Exercise details
Could you output every one of the dataset entries below as a numbered list, skipping any blank lines and leaving the pictures out?

Dataset entries
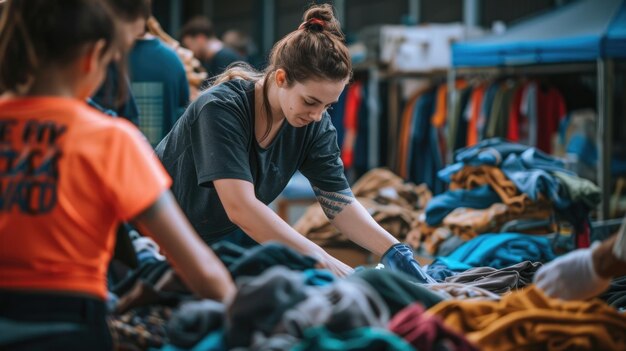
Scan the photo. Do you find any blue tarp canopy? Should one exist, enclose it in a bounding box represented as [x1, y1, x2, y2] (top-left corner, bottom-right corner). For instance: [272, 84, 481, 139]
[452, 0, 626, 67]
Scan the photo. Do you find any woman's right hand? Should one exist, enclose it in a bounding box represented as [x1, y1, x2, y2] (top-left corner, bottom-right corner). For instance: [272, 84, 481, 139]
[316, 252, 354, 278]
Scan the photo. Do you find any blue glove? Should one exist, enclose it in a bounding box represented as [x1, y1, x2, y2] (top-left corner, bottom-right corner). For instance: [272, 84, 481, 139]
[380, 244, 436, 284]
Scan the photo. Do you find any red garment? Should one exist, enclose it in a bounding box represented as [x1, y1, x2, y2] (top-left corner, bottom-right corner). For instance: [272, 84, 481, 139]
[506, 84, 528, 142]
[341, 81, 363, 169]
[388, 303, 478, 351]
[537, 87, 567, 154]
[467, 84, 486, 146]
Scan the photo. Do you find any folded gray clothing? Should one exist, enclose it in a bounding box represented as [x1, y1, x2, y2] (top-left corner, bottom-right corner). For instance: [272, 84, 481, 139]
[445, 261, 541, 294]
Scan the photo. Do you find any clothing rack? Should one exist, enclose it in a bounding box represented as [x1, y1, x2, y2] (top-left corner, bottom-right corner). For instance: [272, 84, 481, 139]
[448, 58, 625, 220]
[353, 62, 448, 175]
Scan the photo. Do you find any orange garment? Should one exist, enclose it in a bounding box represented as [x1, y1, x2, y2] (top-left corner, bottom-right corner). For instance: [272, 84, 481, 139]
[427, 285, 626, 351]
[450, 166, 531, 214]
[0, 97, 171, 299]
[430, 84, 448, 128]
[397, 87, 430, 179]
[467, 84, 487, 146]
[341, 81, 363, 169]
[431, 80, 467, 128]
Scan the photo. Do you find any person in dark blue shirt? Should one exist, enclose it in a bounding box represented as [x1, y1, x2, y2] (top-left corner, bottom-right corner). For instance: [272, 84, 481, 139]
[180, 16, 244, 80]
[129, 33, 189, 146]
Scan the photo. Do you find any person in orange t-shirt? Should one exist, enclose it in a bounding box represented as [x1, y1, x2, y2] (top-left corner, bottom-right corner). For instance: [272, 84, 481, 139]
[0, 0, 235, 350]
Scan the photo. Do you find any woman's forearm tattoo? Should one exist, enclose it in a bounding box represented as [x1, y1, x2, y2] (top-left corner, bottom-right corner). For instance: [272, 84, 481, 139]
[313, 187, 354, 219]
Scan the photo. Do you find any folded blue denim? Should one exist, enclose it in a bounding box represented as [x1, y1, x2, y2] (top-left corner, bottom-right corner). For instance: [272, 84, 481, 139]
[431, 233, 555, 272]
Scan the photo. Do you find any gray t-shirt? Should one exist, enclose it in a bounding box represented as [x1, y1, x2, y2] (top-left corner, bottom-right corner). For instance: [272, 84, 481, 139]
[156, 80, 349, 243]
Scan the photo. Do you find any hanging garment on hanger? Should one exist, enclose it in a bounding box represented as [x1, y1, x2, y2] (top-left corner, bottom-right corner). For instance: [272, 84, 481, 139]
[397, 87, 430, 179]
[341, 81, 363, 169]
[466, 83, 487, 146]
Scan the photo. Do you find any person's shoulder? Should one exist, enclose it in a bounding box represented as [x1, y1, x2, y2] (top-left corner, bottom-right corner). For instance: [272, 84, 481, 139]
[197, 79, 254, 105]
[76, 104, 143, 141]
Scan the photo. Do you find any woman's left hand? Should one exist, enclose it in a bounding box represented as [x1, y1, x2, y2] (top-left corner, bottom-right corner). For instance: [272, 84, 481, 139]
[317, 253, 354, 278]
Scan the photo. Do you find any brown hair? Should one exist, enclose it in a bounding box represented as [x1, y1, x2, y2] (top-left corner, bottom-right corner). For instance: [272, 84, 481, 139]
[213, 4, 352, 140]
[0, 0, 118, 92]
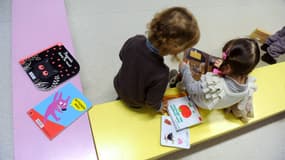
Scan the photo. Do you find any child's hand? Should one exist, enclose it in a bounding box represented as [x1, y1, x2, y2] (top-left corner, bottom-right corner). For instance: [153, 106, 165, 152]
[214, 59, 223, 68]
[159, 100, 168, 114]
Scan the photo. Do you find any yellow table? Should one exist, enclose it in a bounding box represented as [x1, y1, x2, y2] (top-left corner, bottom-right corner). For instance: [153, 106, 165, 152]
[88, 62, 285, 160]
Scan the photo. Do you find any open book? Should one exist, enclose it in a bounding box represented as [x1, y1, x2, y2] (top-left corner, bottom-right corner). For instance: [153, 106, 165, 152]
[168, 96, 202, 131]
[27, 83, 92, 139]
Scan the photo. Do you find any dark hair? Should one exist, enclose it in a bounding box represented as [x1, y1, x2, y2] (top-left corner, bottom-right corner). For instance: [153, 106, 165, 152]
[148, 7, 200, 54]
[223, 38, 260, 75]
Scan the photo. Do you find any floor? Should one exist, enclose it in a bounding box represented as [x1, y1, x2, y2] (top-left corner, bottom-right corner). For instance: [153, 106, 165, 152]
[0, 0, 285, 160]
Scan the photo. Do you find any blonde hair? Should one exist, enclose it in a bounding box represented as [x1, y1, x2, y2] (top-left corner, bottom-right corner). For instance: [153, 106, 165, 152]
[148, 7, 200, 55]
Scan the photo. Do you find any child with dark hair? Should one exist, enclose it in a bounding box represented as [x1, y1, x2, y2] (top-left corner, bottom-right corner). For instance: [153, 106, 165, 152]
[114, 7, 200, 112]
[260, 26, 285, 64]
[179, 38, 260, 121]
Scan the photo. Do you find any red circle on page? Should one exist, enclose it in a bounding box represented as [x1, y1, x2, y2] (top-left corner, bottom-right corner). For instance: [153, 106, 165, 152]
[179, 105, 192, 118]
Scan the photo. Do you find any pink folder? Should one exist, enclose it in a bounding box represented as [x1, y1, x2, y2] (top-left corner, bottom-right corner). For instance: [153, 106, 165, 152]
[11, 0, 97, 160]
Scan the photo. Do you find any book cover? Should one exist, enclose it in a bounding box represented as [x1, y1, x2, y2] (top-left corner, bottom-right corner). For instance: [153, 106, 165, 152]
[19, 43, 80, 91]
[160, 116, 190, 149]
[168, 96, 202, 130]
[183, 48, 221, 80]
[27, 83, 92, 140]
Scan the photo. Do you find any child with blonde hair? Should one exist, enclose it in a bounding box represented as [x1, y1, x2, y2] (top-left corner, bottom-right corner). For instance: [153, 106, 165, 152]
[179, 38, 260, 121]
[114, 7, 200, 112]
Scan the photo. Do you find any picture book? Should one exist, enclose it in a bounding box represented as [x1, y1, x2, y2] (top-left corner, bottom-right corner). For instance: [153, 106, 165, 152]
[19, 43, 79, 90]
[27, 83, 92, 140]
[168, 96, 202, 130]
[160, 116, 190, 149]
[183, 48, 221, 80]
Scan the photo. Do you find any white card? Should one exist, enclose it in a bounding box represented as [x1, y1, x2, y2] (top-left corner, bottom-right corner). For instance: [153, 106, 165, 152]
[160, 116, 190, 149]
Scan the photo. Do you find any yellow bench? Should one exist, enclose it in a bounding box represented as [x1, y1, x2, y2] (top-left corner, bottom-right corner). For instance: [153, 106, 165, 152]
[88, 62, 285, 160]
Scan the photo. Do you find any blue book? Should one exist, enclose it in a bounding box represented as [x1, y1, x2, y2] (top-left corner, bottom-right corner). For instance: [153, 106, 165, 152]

Solution
1. Scan the photo. Do you find any blue tarp canopy? Should one exist, enclose it in a bounding box represented as [x1, y1, x2, y2] (top-left corner, bottom-right corner). For instance: [272, 84, 481, 139]
2. [452, 0, 626, 67]
3. Scan the photo. Do you find any woman's right hand? Should one exist, enclose it in a bounding box represented as [x1, y1, x2, y2] (top-left corner, bottom-right corner). For instance: [272, 84, 481, 139]
4. [316, 252, 354, 278]
5. Scan the photo. Do you find any blue glove? Should one exist, enclose it in a bounding box represented as [x1, y1, x2, y2] (top-left corner, bottom-right corner). For instance: [272, 84, 481, 139]
6. [380, 244, 436, 284]
7. Scan the photo. Do you find any red garment? Should one exist, enclose it in a bounding box represented as [x1, y1, x2, y2] (top-left corner, bottom-right corner). For instance: [272, 84, 481, 139]
8. [506, 84, 528, 142]
9. [341, 81, 363, 169]
10. [388, 303, 478, 351]
11. [537, 87, 567, 154]
12. [467, 84, 486, 146]
13. Scan the photo. Do you find any folded gray clothing? Should one exist, enclose it in a bounding box represented as [x1, y1, x2, y2] (top-left corner, bottom-right corner). For instance: [272, 84, 481, 139]
14. [445, 261, 541, 294]
15. Scan the photo. Do you find any clothing rack? Should one exist, enclose it in a bounding box represented as [x1, y1, x2, y2] (top-left corner, bottom-right corner). For instance: [272, 84, 481, 139]
16. [448, 58, 625, 220]
17. [353, 62, 448, 175]
18. Scan the photo. Do you find any orange garment? Should one exist, enclose it in a bounding box represented as [x1, y1, x2, y2] (top-left corner, bottom-right corner). For instance: [272, 84, 481, 139]
19. [427, 285, 626, 351]
20. [450, 166, 531, 214]
21. [0, 97, 171, 299]
22. [430, 84, 448, 128]
23. [397, 87, 430, 179]
24. [467, 84, 487, 146]
25. [341, 81, 363, 169]
26. [431, 80, 467, 128]
27. Scan the photo. Do you find any person in dark blue shirt? Should one exist, enclose it in a bounding box represented as [x1, y1, x2, y2] (top-left corner, bottom-right corner). For instance: [272, 84, 481, 139]
28. [180, 16, 244, 80]
29. [129, 33, 189, 146]
30. Scan the photo. Do you find any person in orange t-shirt? Should one exist, enclose it in a bounding box represented as [x1, y1, x2, y2] (top-left corner, bottom-right corner). For instance: [272, 84, 481, 139]
31. [0, 0, 235, 350]
32. Scan the photo. Do you find any woman's forearm tattoo? Should one exist, enclose it in a bounding box represented as [x1, y1, x2, y2] (top-left corner, bottom-right corner). For instance: [272, 84, 481, 139]
33. [313, 187, 354, 219]
34. Scan the photo. Do you find any folded blue denim? Should one exist, enclose it in a bounding box represented as [x1, y1, x2, y2] (top-left corner, bottom-right corner). For instance: [272, 84, 481, 139]
35. [431, 233, 555, 272]
36. Scan the photo. Do you find any gray t-shirt? Should one exist, enclose it in a bounding box represented as [x1, y1, x2, y2] (top-left corner, bottom-right corner). For instance: [272, 84, 481, 139]
37. [156, 80, 349, 243]
38. Scan the photo. Do you find any hanging garment on hanger? Should one exist, enclose it in a bounding box represented as [x1, y1, x2, y2] (top-left corner, bottom-right corner). For instance: [272, 84, 481, 139]
39. [397, 87, 430, 179]
40. [341, 81, 363, 169]
41. [466, 83, 487, 146]
42. Scan the photo. Do you find any person's shoulder? Should one exist, enclose it in a bounding box represented as [x1, y1, x2, y2] (top-left corner, bottom-right corner). For instance: [272, 84, 481, 139]
43. [197, 79, 254, 105]
44. [76, 104, 143, 141]
45. Scan the photo. Do you find any woman's left hand? Should one exist, enclose it in a bounding box represented as [x1, y1, x2, y2] (top-left corner, bottom-right corner). For instance: [272, 84, 481, 139]
46. [317, 253, 354, 278]
47. Scan the photo. Do you find any brown hair? Should one exist, enclose it in a bounding box represented as [x1, y1, x2, y2] (top-left corner, bottom-right corner). For instance: [272, 84, 481, 139]
48. [213, 4, 352, 140]
49. [0, 0, 118, 92]
50. Scan the photo. Do you find any child's hand? Should one exist, enclose it in a bounding box represented as [x1, y1, x2, y2] (top-left corner, bottom-right corner). For instance: [153, 106, 165, 152]
51. [214, 59, 223, 68]
52. [159, 100, 168, 114]
53. Scan the photo. Do you find any yellow table? Should one exist, enclose it in a bounding box represented as [x1, y1, x2, y2] (top-left corner, bottom-right corner). For instance: [153, 106, 165, 152]
54. [88, 62, 285, 160]
55. Scan the photo. Do you find any open book? Should one exist, enclose it in a bounding box represented as [x1, y1, x2, y2] (top-left corner, bottom-right corner). For instance: [153, 106, 165, 152]
56. [168, 96, 202, 131]
57. [27, 83, 92, 139]
58. Scan the photo. Do you find any dark hair? Should one exist, enclose it in a bounding box represented as [x1, y1, x2, y2] (top-left corner, bottom-right corner). For instance: [153, 106, 165, 152]
59. [148, 7, 200, 54]
60. [223, 38, 260, 75]
61. Scan the photo. Do you find any floor? Should one exist, enclose it in a bounding box represented as [x1, y1, x2, y2] (top-left corner, bottom-right corner). For instance: [153, 106, 165, 152]
62. [0, 0, 285, 160]
63. Scan the photo. Do you find any blonde hair? Should one exist, enclose it in a bounding box represented as [x1, y1, x2, y2] (top-left corner, bottom-right corner). For instance: [153, 106, 165, 152]
64. [148, 7, 200, 55]
65. Scan the photo. Do you find any child with dark hair? Should one exist, enclose it in a bounding box represented as [x1, y1, x2, y2] (top-left corner, bottom-right corner). For instance: [153, 106, 165, 152]
66. [114, 7, 200, 112]
67. [260, 26, 285, 64]
68. [179, 38, 260, 121]
69. Scan the photo. Do you find any red circle on page? Should one exist, enclose it in a bounding box represented as [x1, y1, x2, y2] (top-left corner, bottom-right corner). For instance: [153, 106, 165, 152]
70. [179, 105, 192, 118]
71. Scan the photo. Do you find any pink folder? Should one exist, enclose it in a bounding box represented as [x1, y1, x2, y2] (top-left corner, bottom-right corner). For instance: [153, 106, 165, 152]
72. [11, 0, 97, 160]
73. Scan the photo. Do you find any book cover? Should one exist, enclose it in a bounding box represented as [x1, y1, x2, y2] (top-left corner, bottom-right corner). For instance: [153, 106, 165, 152]
74. [19, 43, 80, 91]
75. [160, 116, 190, 149]
76. [168, 96, 202, 130]
77. [183, 48, 221, 80]
78. [27, 83, 92, 140]
79. Scan the photo. Do you find any child with blonde hair? Should one exist, enclose it in a bounding box represented as [x1, y1, x2, y2] (top-left corner, bottom-right corner). For instance: [153, 106, 165, 152]
80. [179, 38, 260, 121]
81. [114, 7, 200, 112]
82. Scan the photo. Do you find any picture book? Should one exist, enclose it in a bounding box represented as [x1, y1, x2, y2] (top-left corner, bottom-right corner). For instance: [153, 106, 165, 152]
83. [19, 43, 79, 90]
84. [27, 83, 92, 140]
85. [168, 96, 202, 130]
86. [160, 116, 190, 149]
87. [183, 48, 221, 80]
88. Scan the photo. Do you find any white card? Should one exist, enclose it in a bounding box represented as [x1, y1, x2, y2] (top-left corner, bottom-right corner). For instance: [153, 106, 165, 152]
89. [160, 116, 190, 149]
90. Scan the photo. Do you find any yellow bench? Should one exist, enclose it in a bounding box represented as [x1, y1, x2, y2] (top-left corner, bottom-right corner). For instance: [153, 106, 165, 152]
91. [88, 62, 285, 160]
92. Scan the photo. Do you find any blue book? Should one exist, enclose it in a bounding box represented as [x1, y1, x2, y2] (top-left corner, bottom-right corner). For instance: [153, 106, 165, 152]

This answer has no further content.